### WHAT TO PRODUCE
Write the material out again in full, exactly.

[Entries from a pointing dataset]
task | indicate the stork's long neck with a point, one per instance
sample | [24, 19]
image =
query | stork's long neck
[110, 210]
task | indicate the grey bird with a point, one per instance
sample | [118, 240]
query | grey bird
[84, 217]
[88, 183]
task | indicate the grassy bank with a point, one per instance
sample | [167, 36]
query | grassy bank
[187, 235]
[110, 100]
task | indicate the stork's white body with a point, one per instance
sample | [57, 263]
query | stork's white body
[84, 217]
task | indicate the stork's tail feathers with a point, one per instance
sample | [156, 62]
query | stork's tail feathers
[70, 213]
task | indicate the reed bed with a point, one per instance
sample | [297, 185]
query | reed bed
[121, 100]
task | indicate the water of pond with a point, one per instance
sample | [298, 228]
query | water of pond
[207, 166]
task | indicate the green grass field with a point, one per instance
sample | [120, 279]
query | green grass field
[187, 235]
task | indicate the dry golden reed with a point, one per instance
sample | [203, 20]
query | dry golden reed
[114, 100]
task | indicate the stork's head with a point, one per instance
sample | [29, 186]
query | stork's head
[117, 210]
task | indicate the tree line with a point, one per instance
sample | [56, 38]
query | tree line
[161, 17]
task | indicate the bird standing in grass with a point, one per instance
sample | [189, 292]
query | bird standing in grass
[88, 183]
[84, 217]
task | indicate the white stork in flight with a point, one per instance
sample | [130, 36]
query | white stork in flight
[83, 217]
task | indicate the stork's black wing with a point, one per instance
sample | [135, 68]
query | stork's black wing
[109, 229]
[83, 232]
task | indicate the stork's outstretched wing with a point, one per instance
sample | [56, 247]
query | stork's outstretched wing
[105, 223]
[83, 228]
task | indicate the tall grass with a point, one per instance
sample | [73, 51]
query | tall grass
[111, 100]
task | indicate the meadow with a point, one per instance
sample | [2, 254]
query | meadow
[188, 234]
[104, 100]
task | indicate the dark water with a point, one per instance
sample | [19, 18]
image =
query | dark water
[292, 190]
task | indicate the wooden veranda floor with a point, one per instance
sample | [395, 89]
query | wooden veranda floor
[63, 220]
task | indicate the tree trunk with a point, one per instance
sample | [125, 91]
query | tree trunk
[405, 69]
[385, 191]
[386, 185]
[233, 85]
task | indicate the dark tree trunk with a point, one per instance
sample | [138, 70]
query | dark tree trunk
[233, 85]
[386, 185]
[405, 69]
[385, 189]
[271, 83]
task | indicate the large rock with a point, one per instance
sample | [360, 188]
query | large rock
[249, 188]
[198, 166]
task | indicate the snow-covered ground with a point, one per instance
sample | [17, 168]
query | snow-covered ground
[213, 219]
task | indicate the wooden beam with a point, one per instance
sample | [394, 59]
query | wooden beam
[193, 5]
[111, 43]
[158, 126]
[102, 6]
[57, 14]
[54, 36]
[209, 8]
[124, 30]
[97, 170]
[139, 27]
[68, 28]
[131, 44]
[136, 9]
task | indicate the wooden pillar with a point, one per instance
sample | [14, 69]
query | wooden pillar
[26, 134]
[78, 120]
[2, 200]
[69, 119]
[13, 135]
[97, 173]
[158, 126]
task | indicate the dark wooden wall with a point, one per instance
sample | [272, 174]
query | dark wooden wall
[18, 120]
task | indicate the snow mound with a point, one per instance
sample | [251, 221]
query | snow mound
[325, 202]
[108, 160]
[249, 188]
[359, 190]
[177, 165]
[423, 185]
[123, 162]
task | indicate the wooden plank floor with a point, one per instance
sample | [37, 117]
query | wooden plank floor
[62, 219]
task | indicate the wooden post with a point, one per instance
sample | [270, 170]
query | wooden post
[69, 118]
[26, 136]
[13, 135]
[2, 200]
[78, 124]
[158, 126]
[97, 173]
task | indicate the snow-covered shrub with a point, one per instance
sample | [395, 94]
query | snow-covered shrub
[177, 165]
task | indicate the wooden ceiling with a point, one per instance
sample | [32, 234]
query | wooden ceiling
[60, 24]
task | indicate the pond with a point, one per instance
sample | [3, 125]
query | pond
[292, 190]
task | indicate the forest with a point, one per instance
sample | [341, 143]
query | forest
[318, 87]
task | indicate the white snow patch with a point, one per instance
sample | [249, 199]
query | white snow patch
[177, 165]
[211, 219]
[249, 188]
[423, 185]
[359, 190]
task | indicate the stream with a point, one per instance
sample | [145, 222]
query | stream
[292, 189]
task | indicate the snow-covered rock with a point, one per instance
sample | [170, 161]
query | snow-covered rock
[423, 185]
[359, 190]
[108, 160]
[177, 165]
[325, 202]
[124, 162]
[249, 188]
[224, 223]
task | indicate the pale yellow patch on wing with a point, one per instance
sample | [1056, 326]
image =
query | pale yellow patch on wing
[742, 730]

### FULL RESPONSE
task | indicate the stork's long neck with a point, one per instance
sample | [24, 19]
image =
query | stork's long neck
[110, 210]
task | indicate the grey bird with a point, one per instance
sample | [118, 240]
query | grey bird
[84, 217]
[88, 183]
task | indicate the grassy bank with a point, one per instance
sample | [167, 36]
query | grassy bank
[187, 235]
[110, 100]
task | indicate the stork's white body with a point, one per instance
sample | [57, 263]
query | stork's white body
[84, 217]
task | indicate the stork's tail feathers with a point, one per instance
sample | [156, 62]
query | stork's tail feathers
[70, 213]
task | indicate the reed bed with a point, one per instance
sample | [297, 185]
query | reed bed
[121, 100]
task | indicate the water of pond with a point, one per instance
sample | [298, 228]
query | water of pond
[207, 166]
task | indicate the green grass field with a point, one per instance
sample | [120, 279]
query | green grass field
[187, 235]
task | indicate the dry golden reed with a point, one per instance
sample | [203, 20]
query | dry golden reed
[114, 100]
task | indicate the stork's head with a point, one per instance
sample | [29, 186]
query | stork's head
[117, 210]
task | indicate the tree line with a point, one per instance
sample | [56, 38]
query | tree line
[161, 17]
task | indicate the bird standing in grass with a point, one per instance
sample | [189, 292]
query | bird standing in grass
[88, 183]
[84, 217]
task | indicate the white stork in flight with a point, one per instance
sample | [130, 36]
query | white stork in flight
[83, 217]
task | indicate the stork's black wing with a point, one per instance
sample | [135, 68]
query | stork's black wing
[109, 229]
[83, 232]
task | indicate the stork's outstretched wing with a point, one per instance
sample | [56, 247]
query | stork's outstretched wing
[105, 223]
[83, 228]
task | indicate the tall grass with a point, one per instance
sample | [73, 51]
query | tall grass
[111, 100]
task | indicate the meadow with a point, one per instance
sample | [2, 254]
query | meadow
[188, 234]
[104, 100]
task | indicate the dark water with a point, one per instance
sample | [19, 18]
image =
query | dark water
[292, 190]
task | indicate the wooden veranda floor with a point, one per instance
sample | [395, 89]
query | wooden veranda floor
[63, 220]
task | indicate the tree trunk with a point, one per instance
sample | [125, 91]
query | tree trunk
[405, 69]
[385, 191]
[386, 185]
[233, 85]
task | indicate the dark tree trunk with a point, one per instance
sample | [138, 70]
query | dark tree trunk
[233, 85]
[386, 185]
[405, 69]
[385, 189]
[271, 83]
task | indicate the large rock with a point, one per instance
sample | [360, 188]
query | large rock
[249, 188]
[198, 166]
task | indicate the snow-covered ground with a point, one per instance
sample | [17, 168]
query | snow-covered ground
[213, 219]
task | indicate the wooden beam with a point, one per instance
sample | [394, 59]
query | wooden beam
[193, 5]
[111, 43]
[158, 126]
[102, 6]
[57, 14]
[54, 36]
[209, 8]
[124, 30]
[97, 170]
[139, 27]
[68, 28]
[131, 44]
[136, 9]
task | indicate the wooden pillar with a point, one per instance
sample | [14, 69]
query | wooden pillar
[26, 134]
[78, 120]
[2, 200]
[69, 119]
[13, 135]
[97, 173]
[158, 126]
task | indicate the dark wooden wall with a point, one per instance
sample | [272, 174]
query | dark wooden wall
[18, 120]
task | indicate the snow mound with a point, one per instance
sample | [251, 221]
query | snow mound
[325, 202]
[108, 160]
[249, 188]
[359, 190]
[177, 165]
[423, 185]
[123, 162]
task | indicate the wooden plank floor with a point, one per instance
sample | [37, 117]
query | wooden plank floor
[62, 219]
task | indicate the wooden post with a point, one per instance
sample | [270, 170]
query | wooden post
[69, 118]
[26, 136]
[13, 135]
[2, 200]
[78, 124]
[158, 126]
[97, 173]
task | indicate the snow-covered shrub with a point, one per instance
sample | [395, 94]
query | snow-covered shrub
[177, 165]
task | indicate the wooden ceiling with a point, one per instance
sample | [32, 234]
query | wooden ceiling
[60, 24]
task | indicate the pond with a point, one per instance
sample | [3, 125]
query | pond
[292, 190]
task | indicate the forest with a point, one per instance
sample | [341, 143]
query | forest
[318, 87]
task | indicate the white snow patch with a point, one per instance
sample | [249, 199]
query | white snow patch
[177, 165]
[211, 219]
[249, 188]
[423, 185]
[359, 190]
task | indicate the stream with a point, one per instance
sample | [145, 222]
query | stream
[292, 189]
task | indicate the snow-covered rock with a point, one per instance
sample | [170, 161]
query | snow-covered rock
[423, 185]
[359, 190]
[108, 160]
[177, 165]
[325, 202]
[124, 162]
[249, 188]
[224, 223]
task | indicate the pale yellow patch on wing with a point, one per instance
sample | [1056, 326]
image =
query | pale yellow patch on wing
[742, 730]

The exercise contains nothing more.